### Task goal
Everything in the listing should be restated word for word.

### Data for analysis

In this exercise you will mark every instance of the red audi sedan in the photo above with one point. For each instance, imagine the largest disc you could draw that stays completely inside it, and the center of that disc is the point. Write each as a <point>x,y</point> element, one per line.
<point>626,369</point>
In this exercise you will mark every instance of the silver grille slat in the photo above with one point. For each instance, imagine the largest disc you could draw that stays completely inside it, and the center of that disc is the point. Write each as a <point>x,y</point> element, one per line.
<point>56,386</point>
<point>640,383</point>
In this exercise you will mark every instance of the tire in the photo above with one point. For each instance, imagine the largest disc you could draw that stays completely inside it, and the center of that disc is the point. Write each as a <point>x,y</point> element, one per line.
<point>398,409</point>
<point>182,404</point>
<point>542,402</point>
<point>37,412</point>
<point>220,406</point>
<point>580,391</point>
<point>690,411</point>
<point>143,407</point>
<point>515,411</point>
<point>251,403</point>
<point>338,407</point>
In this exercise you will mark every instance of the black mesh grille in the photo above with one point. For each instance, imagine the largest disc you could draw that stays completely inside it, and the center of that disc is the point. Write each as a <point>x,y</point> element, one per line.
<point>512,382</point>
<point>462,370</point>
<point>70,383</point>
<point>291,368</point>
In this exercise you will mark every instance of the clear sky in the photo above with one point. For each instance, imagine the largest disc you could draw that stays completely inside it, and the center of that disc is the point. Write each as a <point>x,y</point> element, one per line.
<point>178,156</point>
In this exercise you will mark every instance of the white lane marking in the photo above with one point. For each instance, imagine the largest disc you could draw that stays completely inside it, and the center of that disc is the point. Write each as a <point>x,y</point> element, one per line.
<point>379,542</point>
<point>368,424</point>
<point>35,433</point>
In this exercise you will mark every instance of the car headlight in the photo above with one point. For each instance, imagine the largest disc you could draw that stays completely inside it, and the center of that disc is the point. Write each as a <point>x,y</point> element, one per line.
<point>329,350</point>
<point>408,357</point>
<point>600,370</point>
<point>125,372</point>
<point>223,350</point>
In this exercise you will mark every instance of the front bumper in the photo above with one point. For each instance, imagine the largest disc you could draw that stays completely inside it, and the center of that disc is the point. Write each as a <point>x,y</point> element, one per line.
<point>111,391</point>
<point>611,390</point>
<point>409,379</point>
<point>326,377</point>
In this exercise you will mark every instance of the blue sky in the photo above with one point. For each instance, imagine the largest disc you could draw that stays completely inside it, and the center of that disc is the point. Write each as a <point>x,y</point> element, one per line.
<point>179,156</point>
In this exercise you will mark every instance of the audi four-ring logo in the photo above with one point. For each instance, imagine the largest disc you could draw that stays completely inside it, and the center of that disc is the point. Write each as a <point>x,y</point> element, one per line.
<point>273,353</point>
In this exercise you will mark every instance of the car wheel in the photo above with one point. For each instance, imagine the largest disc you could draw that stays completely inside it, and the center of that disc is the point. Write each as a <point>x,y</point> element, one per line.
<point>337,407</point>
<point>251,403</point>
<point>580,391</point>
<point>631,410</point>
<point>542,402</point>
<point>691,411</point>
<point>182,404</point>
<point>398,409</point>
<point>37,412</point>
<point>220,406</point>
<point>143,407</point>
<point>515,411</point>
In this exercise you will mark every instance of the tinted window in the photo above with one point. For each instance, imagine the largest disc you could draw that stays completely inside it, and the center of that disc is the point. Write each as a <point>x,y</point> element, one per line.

### Answer space
In this exercise you will mark every instance of the red audi sedan in the photo above with one point. For each instance, imagine the largest disc you could draw that stays completely inside it, and the center of that disc is the point. Write each as a <point>x,y</point> element, one per line.
<point>626,369</point>
In this exercise you will mark every instance of the silver grille slat in the photo above with one point. For each instance, imagine the largest disc you could draw that stays completely inside it, and the center of that disc is the point. Write each as a <point>x,y</point> element, one per line.
<point>56,386</point>
<point>640,383</point>
In this exercise you will mark every instance of the tire in the photo above with one point. For each instance, imagine the largest disc you could draw that stays completely inside it, and the center of that disc is the point. Write each as a <point>x,y</point> element, one per line.
<point>398,409</point>
<point>182,404</point>
<point>542,402</point>
<point>37,412</point>
<point>220,406</point>
<point>580,391</point>
<point>690,411</point>
<point>143,407</point>
<point>515,411</point>
<point>251,403</point>
<point>338,407</point>
In this exercise you will mark every instance of the black mesh grille in the photo above with one point. For each instance, imagine the largest disc you could draw that stays completely inside it, and the center of that disc is the point. Write each as a <point>x,y</point> element, one per line.
<point>512,382</point>
<point>462,370</point>
<point>70,383</point>
<point>291,368</point>
In this exercise you will mark every instance of the clear sky in the photo above with one point. For each instance, imagine the largest disc you could draw that stays completely inside it, and the center of that disc is the point. Write each as a <point>x,y</point> element, one per line.
<point>178,156</point>
In this exercise you will mark every instance of the white lane marking in the photo above with one point. For each instance, imagine the largest disc you could draw that stays completely inside it, and the center of that disc is the point. Write each as a <point>x,y</point> element, one per line.
<point>379,542</point>
<point>368,424</point>
<point>35,433</point>
In this exercise you will mark every instance of the car headlight in the photo above with one point. For each instance, imagine the largest disc you could draw that stays completely inside it, and the center of that disc is the point. Write each as a <point>x,y</point> element, one per line.
<point>329,350</point>
<point>408,357</point>
<point>600,370</point>
<point>125,372</point>
<point>223,350</point>
In this exercise you will mark every instance of the front bumper in the photo above with one point. For each instance, imagine the largest disc you could draw that stays completely inside it, and the center of that disc is the point. Write each as a <point>x,y</point> element, one per line.
<point>111,391</point>
<point>611,390</point>
<point>409,379</point>
<point>326,377</point>
In this exercise you will mark every instance of the blue sky in the photo above with one point. For each instance, imagine the largest disc you could draw that stays completely inside it, and the center of that disc is the point. Write each as a <point>x,y</point> element, one per line.
<point>179,156</point>
In this exercise you will mark every instance of the audi four-ring logo in the photo above with one point. For each instance, imagine the largest disc you could draw that stays completely inside it, and the center of that disc is the point. Write each as a <point>x,y</point> element, one per line.
<point>273,353</point>
In this exercise you will mark every instance of the car wheel in the photo above with one point. For each instance, imagine the largest disc you could draw that stays completely inside it, and the center of that disc is the point. Write each as a <point>x,y</point> element, one per line.
<point>337,407</point>
<point>251,403</point>
<point>580,391</point>
<point>631,410</point>
<point>542,402</point>
<point>691,411</point>
<point>182,404</point>
<point>398,409</point>
<point>37,412</point>
<point>220,406</point>
<point>143,407</point>
<point>515,411</point>
In this exercise you will mark every instance of the tinted window in the photo above with one point. For each instance, imagine the largest disc you could draw that stays completely inside it, and the center of that disc is the point. Write each as a <point>x,y</point> element, one per line.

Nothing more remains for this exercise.